§ **Aim of the exercise**
Once the pictures have been excluded, set down each remaining entry word for word.
** Data follows **
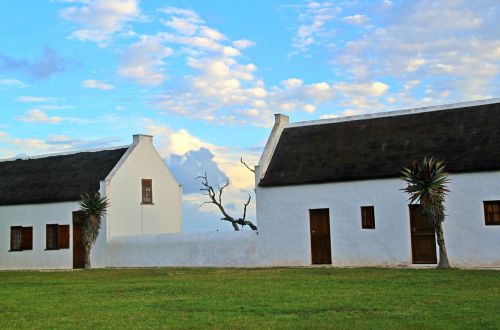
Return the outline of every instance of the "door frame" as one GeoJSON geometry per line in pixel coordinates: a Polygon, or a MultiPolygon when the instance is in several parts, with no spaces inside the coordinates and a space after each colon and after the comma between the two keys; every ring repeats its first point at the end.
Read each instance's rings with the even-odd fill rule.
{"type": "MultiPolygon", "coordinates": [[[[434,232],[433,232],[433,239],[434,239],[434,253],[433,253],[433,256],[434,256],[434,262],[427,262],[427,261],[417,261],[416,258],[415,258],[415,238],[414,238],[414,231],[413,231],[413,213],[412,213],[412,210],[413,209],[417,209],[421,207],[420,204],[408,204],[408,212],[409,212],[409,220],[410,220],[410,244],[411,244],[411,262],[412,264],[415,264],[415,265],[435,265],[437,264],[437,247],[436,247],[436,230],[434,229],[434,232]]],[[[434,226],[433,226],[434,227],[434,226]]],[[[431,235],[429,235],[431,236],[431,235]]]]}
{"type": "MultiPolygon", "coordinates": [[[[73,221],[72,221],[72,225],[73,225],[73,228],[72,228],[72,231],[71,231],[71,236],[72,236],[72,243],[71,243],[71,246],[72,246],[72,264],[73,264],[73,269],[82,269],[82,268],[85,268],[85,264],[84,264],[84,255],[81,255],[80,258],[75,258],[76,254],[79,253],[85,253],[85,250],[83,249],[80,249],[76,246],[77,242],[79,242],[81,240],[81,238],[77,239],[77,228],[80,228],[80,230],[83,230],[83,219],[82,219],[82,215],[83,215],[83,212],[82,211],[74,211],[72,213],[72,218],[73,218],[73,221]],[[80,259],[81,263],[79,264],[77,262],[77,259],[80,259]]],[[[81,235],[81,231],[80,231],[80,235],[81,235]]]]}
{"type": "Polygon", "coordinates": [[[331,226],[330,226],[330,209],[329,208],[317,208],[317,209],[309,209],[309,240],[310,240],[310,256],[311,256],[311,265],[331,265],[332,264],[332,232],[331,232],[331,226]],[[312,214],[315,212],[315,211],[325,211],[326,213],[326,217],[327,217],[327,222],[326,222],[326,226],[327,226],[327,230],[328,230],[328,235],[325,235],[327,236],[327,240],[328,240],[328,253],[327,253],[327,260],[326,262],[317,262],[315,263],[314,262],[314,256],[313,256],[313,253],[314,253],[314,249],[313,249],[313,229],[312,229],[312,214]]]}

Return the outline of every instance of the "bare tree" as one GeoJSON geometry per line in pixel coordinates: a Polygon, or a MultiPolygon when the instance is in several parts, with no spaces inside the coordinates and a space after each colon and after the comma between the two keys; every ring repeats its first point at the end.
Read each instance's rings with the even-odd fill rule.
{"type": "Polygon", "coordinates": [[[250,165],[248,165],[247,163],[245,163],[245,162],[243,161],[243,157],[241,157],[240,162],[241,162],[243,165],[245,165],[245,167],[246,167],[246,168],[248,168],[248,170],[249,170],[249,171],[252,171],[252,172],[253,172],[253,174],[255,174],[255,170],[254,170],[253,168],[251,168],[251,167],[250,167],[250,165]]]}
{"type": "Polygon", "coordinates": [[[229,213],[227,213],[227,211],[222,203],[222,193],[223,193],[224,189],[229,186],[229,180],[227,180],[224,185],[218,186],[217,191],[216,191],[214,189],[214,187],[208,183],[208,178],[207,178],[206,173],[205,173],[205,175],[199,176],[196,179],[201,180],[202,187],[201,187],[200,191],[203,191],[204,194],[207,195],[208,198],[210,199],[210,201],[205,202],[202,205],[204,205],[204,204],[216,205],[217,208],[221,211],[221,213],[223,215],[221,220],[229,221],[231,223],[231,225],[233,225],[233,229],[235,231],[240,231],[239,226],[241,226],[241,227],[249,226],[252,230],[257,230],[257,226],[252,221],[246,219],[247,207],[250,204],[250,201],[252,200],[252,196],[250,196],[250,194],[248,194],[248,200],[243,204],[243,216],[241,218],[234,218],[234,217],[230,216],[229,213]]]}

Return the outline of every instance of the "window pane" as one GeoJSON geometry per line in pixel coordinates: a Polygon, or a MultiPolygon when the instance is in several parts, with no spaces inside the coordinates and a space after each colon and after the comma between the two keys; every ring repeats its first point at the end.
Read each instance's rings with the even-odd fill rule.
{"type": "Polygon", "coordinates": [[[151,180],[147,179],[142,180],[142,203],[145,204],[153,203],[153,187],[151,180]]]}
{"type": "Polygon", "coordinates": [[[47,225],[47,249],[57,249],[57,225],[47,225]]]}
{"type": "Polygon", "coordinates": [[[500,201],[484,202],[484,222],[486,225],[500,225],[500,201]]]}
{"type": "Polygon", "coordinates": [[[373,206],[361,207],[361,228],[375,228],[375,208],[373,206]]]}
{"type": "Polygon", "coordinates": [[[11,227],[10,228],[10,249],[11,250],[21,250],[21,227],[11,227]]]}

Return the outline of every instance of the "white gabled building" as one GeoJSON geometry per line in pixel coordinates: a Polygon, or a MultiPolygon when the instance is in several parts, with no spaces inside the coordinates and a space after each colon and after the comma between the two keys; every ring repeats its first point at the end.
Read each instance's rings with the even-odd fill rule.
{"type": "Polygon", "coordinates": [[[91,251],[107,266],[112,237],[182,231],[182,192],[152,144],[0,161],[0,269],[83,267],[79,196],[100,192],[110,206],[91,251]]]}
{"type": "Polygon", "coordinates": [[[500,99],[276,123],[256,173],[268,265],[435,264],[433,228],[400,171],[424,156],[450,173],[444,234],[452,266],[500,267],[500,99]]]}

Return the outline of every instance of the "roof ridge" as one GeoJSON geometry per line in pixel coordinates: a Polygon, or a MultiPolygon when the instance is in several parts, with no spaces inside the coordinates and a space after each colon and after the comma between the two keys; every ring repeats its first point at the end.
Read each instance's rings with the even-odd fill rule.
** End of Data **
§ **Answer**
Return the outline of every instance of the "door frame" as one GeoJSON geometry per line in pixel coordinates: a Polygon, or a MultiPolygon when the instance is in several parts, with no spaces inside the coordinates and a space after each colon and after the comma between the two keys; every ring repeats its first point at the end.
Read each instance's rings with the even-odd fill rule.
{"type": "MultiPolygon", "coordinates": [[[[434,232],[433,232],[433,239],[434,239],[434,253],[433,253],[433,256],[434,256],[434,262],[427,262],[427,261],[417,261],[416,258],[415,258],[415,238],[414,238],[414,231],[413,231],[413,213],[412,213],[412,210],[413,209],[417,209],[421,207],[420,204],[408,204],[408,212],[409,212],[409,220],[410,220],[410,244],[411,244],[411,262],[412,264],[415,264],[415,265],[435,265],[437,264],[437,247],[436,247],[436,230],[434,229],[434,232]]],[[[434,226],[433,226],[434,227],[434,226]]],[[[431,235],[429,235],[431,236],[431,235]]]]}
{"type": "MultiPolygon", "coordinates": [[[[73,221],[72,221],[72,225],[73,225],[73,228],[72,228],[72,231],[71,231],[71,236],[72,236],[72,243],[71,243],[71,246],[72,246],[72,264],[73,264],[73,269],[82,269],[82,268],[85,268],[85,264],[84,264],[84,255],[81,255],[80,258],[75,258],[76,254],[79,253],[85,253],[85,250],[83,249],[80,249],[76,246],[77,242],[79,242],[81,240],[81,238],[77,239],[77,228],[80,228],[80,230],[83,230],[83,219],[82,219],[82,215],[83,215],[83,212],[82,211],[74,211],[72,213],[72,218],[73,218],[73,221]],[[80,259],[81,263],[79,264],[77,262],[77,259],[80,259]]],[[[81,235],[81,231],[80,231],[80,235],[81,235]]]]}
{"type": "Polygon", "coordinates": [[[331,226],[330,226],[330,209],[329,208],[317,208],[317,209],[309,209],[309,240],[310,240],[310,256],[311,256],[311,265],[331,265],[332,264],[332,232],[331,232],[331,226]],[[312,214],[315,212],[315,211],[325,211],[326,213],[326,217],[327,217],[327,222],[326,222],[326,226],[327,226],[327,230],[328,230],[328,235],[325,235],[327,236],[327,240],[328,240],[328,253],[327,253],[327,260],[326,262],[317,262],[315,263],[314,262],[314,256],[313,256],[313,253],[314,253],[314,249],[313,249],[313,229],[312,229],[312,214]]]}

Return the outline of every instance of the "bare tree" as one GeoJSON geometry per line in pixel coordinates: a Polygon, or a MultiPolygon when the instance is in several parts, with no spaces inside the coordinates and a space after each colon and after the comma between the two keys; every ring repeats its first point at the end.
Read each instance's rings with the even-odd fill rule.
{"type": "Polygon", "coordinates": [[[250,165],[248,165],[247,163],[245,163],[245,162],[243,161],[243,157],[241,157],[240,162],[241,162],[243,165],[245,165],[245,167],[246,167],[246,168],[248,168],[248,170],[249,170],[249,171],[252,171],[252,172],[253,172],[253,174],[255,174],[255,170],[254,170],[253,168],[251,168],[251,167],[250,167],[250,165]]]}
{"type": "Polygon", "coordinates": [[[229,213],[227,213],[227,211],[222,203],[222,193],[223,193],[224,189],[229,186],[229,180],[227,180],[224,185],[218,186],[217,191],[216,191],[214,189],[214,187],[208,183],[208,178],[207,178],[206,173],[205,173],[205,175],[199,176],[196,179],[201,180],[202,187],[201,187],[200,191],[203,191],[204,194],[207,195],[208,198],[210,199],[210,201],[205,202],[202,205],[204,205],[204,204],[216,205],[217,208],[221,211],[221,213],[223,215],[221,220],[229,221],[231,223],[231,225],[233,225],[233,229],[235,231],[240,231],[239,226],[241,226],[241,227],[249,226],[252,230],[257,230],[257,226],[252,221],[246,219],[247,207],[250,204],[250,201],[252,200],[252,196],[250,196],[250,194],[248,194],[248,200],[243,204],[243,216],[241,218],[234,218],[234,217],[230,216],[229,213]]]}

Return the outline of every instance of the "window pane" as one GeoJSON geometry per line in pixel coordinates: a Polygon, or a MultiPolygon when the instance is in several parts, with no spaces inside the coordinates and a space after each colon and after the comma between the two keys; every ring repeats its first point at the end.
Read each instance's rings with the even-odd fill rule.
{"type": "Polygon", "coordinates": [[[151,180],[147,179],[142,180],[142,203],[145,204],[153,203],[153,187],[151,180]]]}
{"type": "Polygon", "coordinates": [[[47,225],[47,249],[57,249],[57,225],[47,225]]]}
{"type": "Polygon", "coordinates": [[[500,201],[484,202],[484,222],[486,225],[500,225],[500,201]]]}
{"type": "Polygon", "coordinates": [[[373,206],[361,207],[361,228],[375,228],[375,208],[373,206]]]}
{"type": "Polygon", "coordinates": [[[11,227],[10,228],[10,249],[11,250],[21,250],[21,227],[11,227]]]}

Return the outline of every instance of the "white gabled building" as one GeoJSON geometry per line in pixel coordinates: a Polygon, or a MultiPolygon when the instance is in several parts, with no spaces inside the coordinates and a space after each colon and after the comma between the two keys; every ring repeats its first point at the end.
Read each instance's rings with the even-odd fill rule.
{"type": "Polygon", "coordinates": [[[91,251],[107,266],[112,237],[182,231],[182,192],[152,144],[0,161],[0,269],[83,267],[79,196],[100,192],[110,206],[91,251]]]}
{"type": "Polygon", "coordinates": [[[500,99],[276,123],[256,173],[268,265],[435,264],[433,228],[400,171],[424,156],[450,173],[444,234],[452,266],[500,267],[500,99]]]}

Return the outline of every instance of the "roof ridge" as one GeoJSON geometry per line in pixel coordinates: a Polygon, or a MultiPolygon when the instance is in several parts, with no spaces inside the coordinates and a space after each colon and after the comma between the two keys; every ring repeats its first point at the end.
Read each instance's rings with the even-odd fill rule.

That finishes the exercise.